* Work instructions: Please return the passage about the coup against Mossadegh below in full, word for word.

* Passage:
Of course, not all went exactly according to plan. Mossadegh discovered the plan and the bribes in parliament. He called a national referendum on a plan to dissolve parliament, and won. But the CIA and Kermit Roosevelt persisted. First they got the Shah of Iran to issue a decree dismissing Mossadegh, appointing General Zahedi as the new prime minister. But this plan, too, aborted when Mossadegh learned of the coup plot. When the shah heard this, he fled to Rome. Still, Kermit Roosevelt persisted in one last attempt. He muscled his Iranian agents into activating their plan to create chaos in Tehran. Gangs of paid thugs ran through the streets breaking windows, firing guns, beating strangers and shouting "Long live Mossadegh and Communism!" (p. 127.) Other thugs attacked the first ones, creating the image of civil war. Mossadegh refused to engage in street violence and sent his police simply to maintain order. Since many of his police were also in the pay of the CIA, the violence continued, and on August 19, Roosevelt sent thousands of demonstrators on a rampage, seizing Radio Tehran and setting fires. Bribed units of the army and police joined the mayhem, attacking government offices. Then, under Roosevelt’s guidance, General Zahedi drove to Radio Tehran and announced himself as the lawful prime minister under orders from the shah.

All that remained was to arrest Mohammad Mossadegh. Army tanks fired upon his house, his defenders fled, and he was arrested. Gen. Zahedi became prime minister, and the shah, still cowering in Rome, was persuaded to return and reclaim his peacock throne. The shah then tried Mossadegh for treason, imprisoned him for three years, and condemned him to permanent house arrest. He died in 1967 at the age of 85. The shah, meantime, became a staunch U.S. ally, protected for 30 years by a vicious, Mossad-trained secret police agency known as Savak.

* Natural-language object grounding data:

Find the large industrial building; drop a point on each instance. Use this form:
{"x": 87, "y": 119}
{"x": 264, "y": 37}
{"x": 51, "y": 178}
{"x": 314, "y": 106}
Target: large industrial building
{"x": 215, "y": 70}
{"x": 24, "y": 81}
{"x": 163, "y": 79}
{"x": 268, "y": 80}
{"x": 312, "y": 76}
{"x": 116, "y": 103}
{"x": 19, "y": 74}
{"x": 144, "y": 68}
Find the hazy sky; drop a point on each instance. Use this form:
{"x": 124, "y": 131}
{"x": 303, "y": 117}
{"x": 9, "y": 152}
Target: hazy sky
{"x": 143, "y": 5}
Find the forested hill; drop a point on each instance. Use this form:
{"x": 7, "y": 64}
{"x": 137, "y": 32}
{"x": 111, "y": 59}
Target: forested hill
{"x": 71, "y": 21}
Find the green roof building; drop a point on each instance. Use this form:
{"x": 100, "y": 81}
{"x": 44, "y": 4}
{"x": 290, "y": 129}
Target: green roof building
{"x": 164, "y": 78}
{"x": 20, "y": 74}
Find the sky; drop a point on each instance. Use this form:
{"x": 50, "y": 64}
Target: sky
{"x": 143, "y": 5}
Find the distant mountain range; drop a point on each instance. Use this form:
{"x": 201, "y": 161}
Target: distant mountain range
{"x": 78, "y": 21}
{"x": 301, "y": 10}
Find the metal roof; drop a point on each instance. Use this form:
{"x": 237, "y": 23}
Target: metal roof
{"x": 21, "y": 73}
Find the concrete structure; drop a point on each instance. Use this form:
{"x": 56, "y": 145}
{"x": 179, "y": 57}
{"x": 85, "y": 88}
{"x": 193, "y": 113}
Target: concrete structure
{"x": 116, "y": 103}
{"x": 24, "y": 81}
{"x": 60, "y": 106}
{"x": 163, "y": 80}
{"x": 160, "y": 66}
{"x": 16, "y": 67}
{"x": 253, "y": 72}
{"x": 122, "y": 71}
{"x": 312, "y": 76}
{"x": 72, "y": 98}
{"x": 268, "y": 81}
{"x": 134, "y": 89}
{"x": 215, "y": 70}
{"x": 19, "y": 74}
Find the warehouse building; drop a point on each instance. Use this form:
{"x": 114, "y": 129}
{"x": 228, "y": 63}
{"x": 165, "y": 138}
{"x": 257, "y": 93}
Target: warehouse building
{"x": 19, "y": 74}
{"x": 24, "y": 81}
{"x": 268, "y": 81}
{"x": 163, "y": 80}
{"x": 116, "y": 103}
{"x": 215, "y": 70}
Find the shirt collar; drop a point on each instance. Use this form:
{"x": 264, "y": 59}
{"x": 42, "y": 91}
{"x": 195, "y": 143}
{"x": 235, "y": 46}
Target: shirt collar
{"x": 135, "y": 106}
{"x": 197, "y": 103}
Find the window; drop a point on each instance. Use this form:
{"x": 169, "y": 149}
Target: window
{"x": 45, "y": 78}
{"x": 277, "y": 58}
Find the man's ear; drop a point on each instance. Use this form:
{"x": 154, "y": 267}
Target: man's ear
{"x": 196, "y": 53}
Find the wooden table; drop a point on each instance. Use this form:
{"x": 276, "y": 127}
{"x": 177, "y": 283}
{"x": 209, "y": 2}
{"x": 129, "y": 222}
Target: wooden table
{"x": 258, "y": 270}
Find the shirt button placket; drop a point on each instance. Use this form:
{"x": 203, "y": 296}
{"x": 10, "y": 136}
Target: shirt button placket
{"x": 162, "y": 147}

* Solution for this exercise:
Of course, not all went exactly according to plan. Mossadegh discovered the plan and the bribes in parliament. He called a national referendum on a plan to dissolve parliament, and won. But the CIA and Kermit Roosevelt persisted. First they got the Shah of Iran to issue a decree dismissing Mossadegh, appointing General Zahedi as the new prime minister. But this plan, too, aborted when Mossadegh learned of the coup plot. When the shah heard this, he fled to Rome. Still, Kermit Roosevelt persisted in one last attempt. He muscled his Iranian agents into activating their plan to create chaos in Tehran. Gangs of paid thugs ran through the streets breaking windows, firing guns, beating strangers and shouting "Long live Mossadegh and Communism!" (p. 127.) Other thugs attacked the first ones, creating the image of civil war. Mossadegh refused to engage in street violence and sent his police simply to maintain order. Since many of his police were also in the pay of the CIA, the violence continued, and on August 19, Roosevelt sent thousands of demonstrators on a rampage, seizing Radio Tehran and setting fires. Bribed units of the army and police joined the mayhem, attacking government offices. Then, under Roosevelt’s guidance, General Zahedi drove to Radio Tehran and announced himself as the lawful prime minister under orders from the shah.

All that remained was to arrest Mohammad Mossadegh. Army tanks fired upon his house, his defenders fled, and he was arrested. Gen. Zahedi became prime minister, and the shah, still cowering in Rome, was persuaded to return and reclaim his peacock throne. The shah then tried Mossadegh for treason, imprisoned him for three years, and condemned him to permanent house arrest. He died in 1967 at the age of 85. The shah, meantime, became a staunch U.S. ally, protected for 30 years by a vicious, Mossad-trained secret police agency known as Savak.